▶ TO DO:
In full and without alteration, repeat the material.

Start of INPUT ROWS

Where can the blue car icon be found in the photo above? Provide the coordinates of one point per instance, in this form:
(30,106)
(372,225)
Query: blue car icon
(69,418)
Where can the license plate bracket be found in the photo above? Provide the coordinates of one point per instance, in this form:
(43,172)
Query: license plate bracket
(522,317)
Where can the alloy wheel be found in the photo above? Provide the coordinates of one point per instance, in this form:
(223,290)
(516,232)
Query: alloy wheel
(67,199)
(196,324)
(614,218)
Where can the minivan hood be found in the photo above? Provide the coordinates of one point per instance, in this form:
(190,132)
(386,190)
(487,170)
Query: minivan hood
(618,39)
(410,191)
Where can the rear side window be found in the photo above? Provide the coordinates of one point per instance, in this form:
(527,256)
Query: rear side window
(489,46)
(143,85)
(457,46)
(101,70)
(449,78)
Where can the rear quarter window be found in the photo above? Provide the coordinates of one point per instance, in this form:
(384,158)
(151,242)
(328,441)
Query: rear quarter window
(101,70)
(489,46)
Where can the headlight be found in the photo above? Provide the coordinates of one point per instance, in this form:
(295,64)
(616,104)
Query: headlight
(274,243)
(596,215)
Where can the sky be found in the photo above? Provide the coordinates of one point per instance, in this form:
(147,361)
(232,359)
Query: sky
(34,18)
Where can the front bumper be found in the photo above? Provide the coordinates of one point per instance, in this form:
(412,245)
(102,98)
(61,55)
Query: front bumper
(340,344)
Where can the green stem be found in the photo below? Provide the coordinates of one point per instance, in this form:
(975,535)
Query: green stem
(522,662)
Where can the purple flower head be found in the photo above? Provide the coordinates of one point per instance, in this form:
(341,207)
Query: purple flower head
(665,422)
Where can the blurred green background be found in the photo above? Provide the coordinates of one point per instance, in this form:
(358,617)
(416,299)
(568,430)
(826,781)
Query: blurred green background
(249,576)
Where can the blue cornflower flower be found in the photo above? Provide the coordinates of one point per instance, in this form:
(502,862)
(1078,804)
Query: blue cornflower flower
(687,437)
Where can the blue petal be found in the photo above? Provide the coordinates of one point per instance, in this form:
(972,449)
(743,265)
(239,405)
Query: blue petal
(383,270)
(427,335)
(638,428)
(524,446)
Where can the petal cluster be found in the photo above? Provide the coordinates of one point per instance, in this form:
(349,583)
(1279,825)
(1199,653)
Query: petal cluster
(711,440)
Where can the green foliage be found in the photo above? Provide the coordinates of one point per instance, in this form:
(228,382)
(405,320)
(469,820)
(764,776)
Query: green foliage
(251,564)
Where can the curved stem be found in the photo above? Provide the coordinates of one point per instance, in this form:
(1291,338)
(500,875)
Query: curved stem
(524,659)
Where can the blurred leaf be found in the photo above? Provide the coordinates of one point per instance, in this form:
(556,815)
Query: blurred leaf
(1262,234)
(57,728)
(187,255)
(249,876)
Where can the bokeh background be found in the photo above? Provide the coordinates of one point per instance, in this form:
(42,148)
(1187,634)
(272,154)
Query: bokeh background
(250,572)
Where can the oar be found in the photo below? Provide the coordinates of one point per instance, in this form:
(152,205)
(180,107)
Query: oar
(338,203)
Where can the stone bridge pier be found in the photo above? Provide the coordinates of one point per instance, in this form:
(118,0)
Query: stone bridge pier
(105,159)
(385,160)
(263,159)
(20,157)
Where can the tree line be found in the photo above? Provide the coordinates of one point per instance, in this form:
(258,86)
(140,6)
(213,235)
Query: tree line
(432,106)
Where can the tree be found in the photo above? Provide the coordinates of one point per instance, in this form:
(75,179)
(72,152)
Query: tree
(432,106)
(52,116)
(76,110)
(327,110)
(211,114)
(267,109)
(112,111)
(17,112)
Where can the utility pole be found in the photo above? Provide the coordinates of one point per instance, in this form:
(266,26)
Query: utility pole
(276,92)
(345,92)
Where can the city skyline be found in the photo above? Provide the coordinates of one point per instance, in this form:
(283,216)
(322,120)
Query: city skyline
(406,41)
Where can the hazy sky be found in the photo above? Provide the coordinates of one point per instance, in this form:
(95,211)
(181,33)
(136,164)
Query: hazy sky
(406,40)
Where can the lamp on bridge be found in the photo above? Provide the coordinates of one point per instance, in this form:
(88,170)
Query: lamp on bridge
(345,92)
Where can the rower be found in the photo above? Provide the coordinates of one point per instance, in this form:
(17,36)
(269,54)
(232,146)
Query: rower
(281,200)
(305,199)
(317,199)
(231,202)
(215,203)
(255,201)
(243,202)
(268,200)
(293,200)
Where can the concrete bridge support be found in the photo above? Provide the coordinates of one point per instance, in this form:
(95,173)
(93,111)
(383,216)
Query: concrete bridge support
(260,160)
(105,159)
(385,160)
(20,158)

End of INPUT ROWS

▶ PROBLEM SOLUTION:
Where can the blue car icon be found in the photo above? Provide the coordinates of one point per instance, in this form:
(30,106)
(372,225)
Query: blue car icon
(69,418)
Where can the license plate bracket be found in the photo above? Provide the coordinates of one point per instance, in this form:
(43,172)
Query: license plate bracket
(522,317)
Where can the alloy wheel be found in the photo above? Provide the coordinates of one point per instance, in this form:
(223,290)
(516,232)
Query: alloy wheel
(67,199)
(196,324)
(614,218)
Where can the minivan hood be found in the photo above? Provide the coordinates of one point per instance, in this form:
(190,132)
(386,190)
(487,170)
Query: minivan hood
(618,39)
(410,191)
Where can the rear side window be found in the photo above? Provide the coordinates of one point per instance, in this form:
(527,256)
Query: rear side window
(489,46)
(143,85)
(457,46)
(101,70)
(449,78)
Where can the rear quarter window be found in the photo above? Provide the coordinates of one point per instance, in this form:
(384,158)
(151,242)
(328,441)
Query: rear quarter window
(101,70)
(489,46)
Where can the headlight be found in the photo above? Provide the coordinates of one point per instance, in this form:
(295,64)
(616,104)
Query: headlight
(274,243)
(596,215)
Where can the sky be found in the photo above? Provide the coordinates of one point per instance, in this form:
(147,361)
(232,359)
Query: sky
(34,18)
Where can the front bumper be found in the photo above? Provide the coordinates of one point per instance, in this form:
(412,245)
(102,98)
(61,55)
Query: front bumper
(340,344)
Where can the green stem be found in the photo below? Provide the coordinates of one point per instance, in this form:
(975,535)
Query: green stem
(522,662)
Where can the purple flower head be found in the photo above? Provide the coordinates of one point per instance, in this form:
(341,207)
Query: purple flower head
(665,422)
Where can the blurred green background be found in the photo above? Provide the coordinates of one point per instance, in this form:
(358,617)
(416,299)
(568,430)
(826,781)
Query: blurred green background
(249,576)
Where can the blue cornflower flower be found in the photo above? Provide the coordinates of one point per instance, in this form:
(502,862)
(1078,804)
Query: blue cornflower flower
(687,437)
Where can the blue petal be found in the photo above? Provide the coordinates of one point per instance, in this form:
(972,449)
(743,265)
(239,405)
Query: blue petal
(383,270)
(427,335)
(638,428)
(524,446)
Where can the petal cluster be found in the photo above? Provide the coordinates of one point per instance, in this form:
(349,583)
(1279,825)
(1199,653)
Query: petal cluster
(711,440)
Where can the green foliage be found in the photo above? Provide the coordinates of one point per instance, in this form:
(228,382)
(405,320)
(469,820)
(764,776)
Query: green foliage
(251,564)
Where can the curved stem be found in the photo above? Provide the coordinates of one point per instance, in this form:
(1291,338)
(500,875)
Query: curved stem
(524,659)
Where can the blurred leaf be found in the photo above? Provide the coordinates of one point per instance, in this form:
(556,815)
Query: blurred leaf
(1262,234)
(57,728)
(187,255)
(249,876)
Where can the bokeh background be found in the photo above? Provide the coordinates of one point per instance, in this form:
(42,148)
(1187,634)
(272,154)
Query: bokeh background
(250,572)
Where can the oar be found in the photo below? Provide the coordinates of one point per instance, in this form:
(152,205)
(180,107)
Query: oar
(338,203)
Where can the stone bridge pier be found in the photo above? Provide the coordinates of one point per instance, in this form:
(118,0)
Query: stone bridge pier
(105,159)
(385,160)
(263,159)
(20,157)
Where can the tree line be found in the photo above? Provide the coordinates of one point per instance, in this form:
(258,86)
(140,6)
(213,235)
Query: tree line
(432,106)
Where can the tree be found in the photo above? Provide the coordinates of one point per instance, in this form:
(75,179)
(72,152)
Query: tree
(432,106)
(52,116)
(76,110)
(327,110)
(211,114)
(267,109)
(112,111)
(17,112)
Where can the utility pole be found in the photo above? Provide the coordinates of one point per instance, in this form:
(266,26)
Query: utility pole
(276,92)
(345,92)
Where can the city skyline be found in the photo above? Provide the coordinates of one point per instance, in this form:
(283,216)
(322,120)
Query: city skyline
(406,41)
Where can the hazy sky be found in the photo above? Provide the coordinates of one point per instance, in this form:
(95,211)
(181,33)
(136,164)
Query: hazy sky
(406,40)
Where can the lamp on bridge be found in the photo above? Provide the coordinates of one point per instance, in this form:
(88,170)
Query: lamp on bridge
(345,92)
Where can the rower be found in the photo above? Provide the coordinates of one point per instance, in this form:
(17,36)
(269,54)
(232,146)
Query: rower
(281,200)
(305,199)
(317,199)
(231,202)
(215,203)
(255,201)
(243,202)
(268,200)
(293,200)
Where can the concrete bridge support be found in the photo above? Provide the coordinates of one point per instance, in this form:
(95,173)
(93,111)
(383,216)
Query: concrete bridge support
(260,160)
(105,159)
(385,160)
(20,158)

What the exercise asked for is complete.